Tenir quarante-huit heures dans un logement est d’ailleurs relativement aisé. Avec des vivres, des recharges de téléphone portable, en sachant être discret, il est assez facile de rester deux jours dans un logement sans se faire remarquer.

Ces manœuvres sont lancées par des organisations extrémistes qui n’agissent pas tant dans l’intérêt des réfugiés que pour des motifs idéologiques, et par des organisations criminelles – ces mafias dont je parlais à l’instant – qui rackettent et rançonnent les migrants, transformant cette activité en un véritable business dans lequel toutes les personnes sont manipulées.

Ce phénomène d’instrumentalisation se produit ailleurs en France, en région parisienne comme en province. Certes, les acteurs sont différents, mais ce sont toujours des personnes mal intentionnées, qui utilisent la faille des quarante-huit heures pour contourner la loi et mettre sous leur coupe des personnes fragiles, SDF ou sans-papiers.

À la problématique des quarante-huit heures s’ajoute un autre enjeu : la saisine par le propriétaire ou le locataire. En effet, pour engager la procédure d’expulsion, obligation est faite que le constat des faits soit demandé par le propriétaire ou le locataire des lieux. On comprend bien l’importance, pour la protection de la propriété privée, de l’intervention de l’occupant en titre.

En pratique, trouver cette personne en quarante-huit heures s’apparente parfois à une mission impossible. La municipalité met évidemment tout en œuvre pour retrouver les occupants légitimes, dès qu’une intrusion illégale est signalée ou détectée. Mais ce délai, surtout un week-end, complique la tâche : comment avoir accès aux données cadastrales lorsque le service municipal est fermé ?

Ce sont ces questions, très terre à terre, qui se posent et les squatteurs le savent pertinemment. Telle est la réalité : nous sommes souvent face à des organisations qui connaissent très bien la loi, le droit et surtout la façon de les utiliser. Voilà pourquoi j’ai voulu, à travers la présente proposition de loi, réagir face à cette situation inacceptable.

**Documents fournis:**
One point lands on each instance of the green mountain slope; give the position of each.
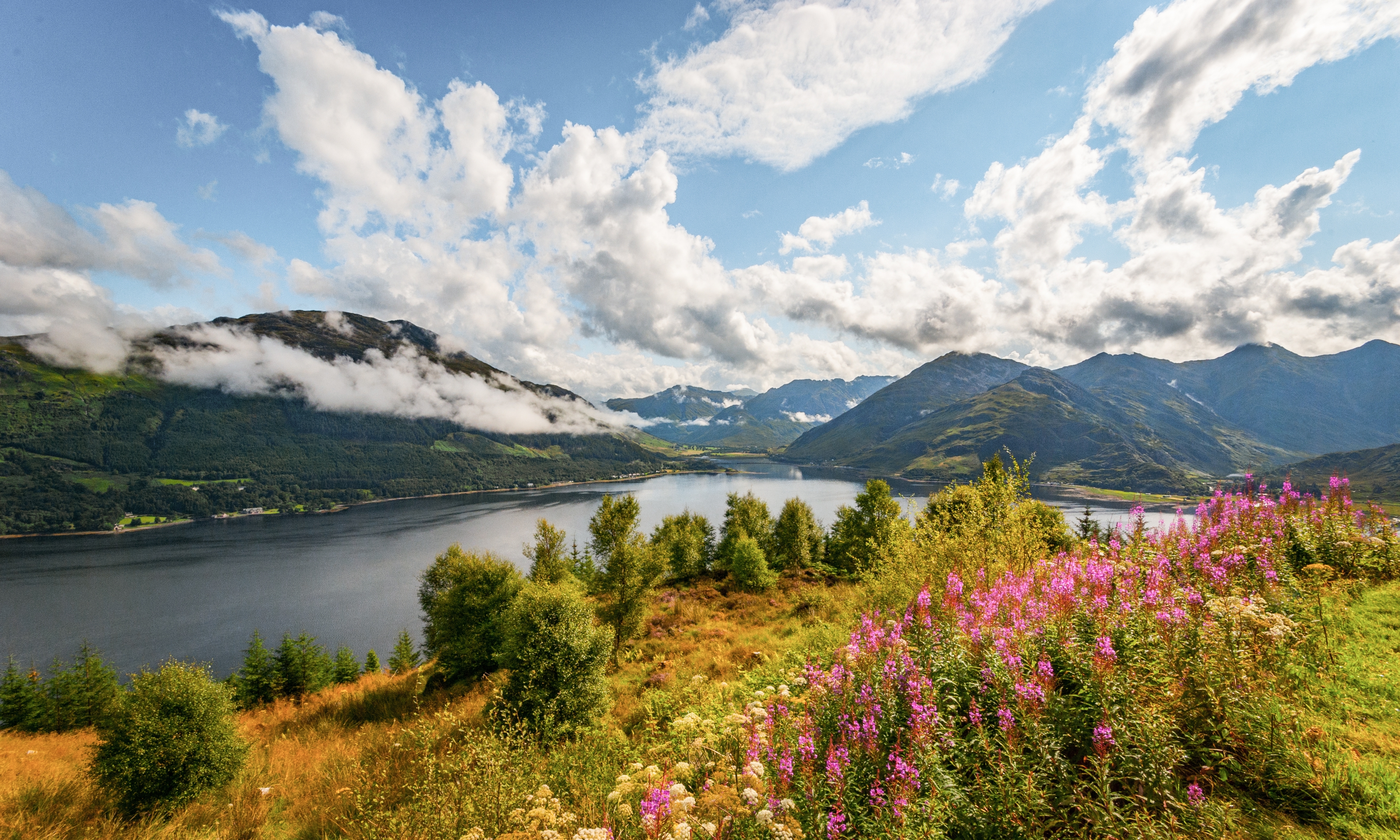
(106, 443)
(929, 388)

**Énoncé de l'exercice:** Reprenez le texte sur l'occupation illégale des logements en commençant aux mots « À la problématique » et en vous arrêtant après « municipal est fermé ? ». Substituez partout « bailleur » à « propriétaire ».

**Réponse à l'exercice:**
À la problématique des quarante-huit heures s’ajoute un autre enjeu : la saisine par le bailleur ou le locataire. En effet, pour engager la procédure d’expulsion, obligation est faite que le constat des faits soit demandé par le bailleur ou le locataire des lieux. On comprend bien l’importance, pour la protection de la propriété privée, de l’intervention de l’occupant en titre.

En pratique, trouver cette personne en quarante-huit heures s’apparente parfois à une mission impossible. La municipalité met évidemment tout en œuvre pour retrouver les occupants légitimes, dès qu’une intrusion illégale est signalée ou détectée. Mais ce délai, surtout un week-end, complique la tâche : comment avoir accès aux données cadastrales lorsque le service municipal est fermé ?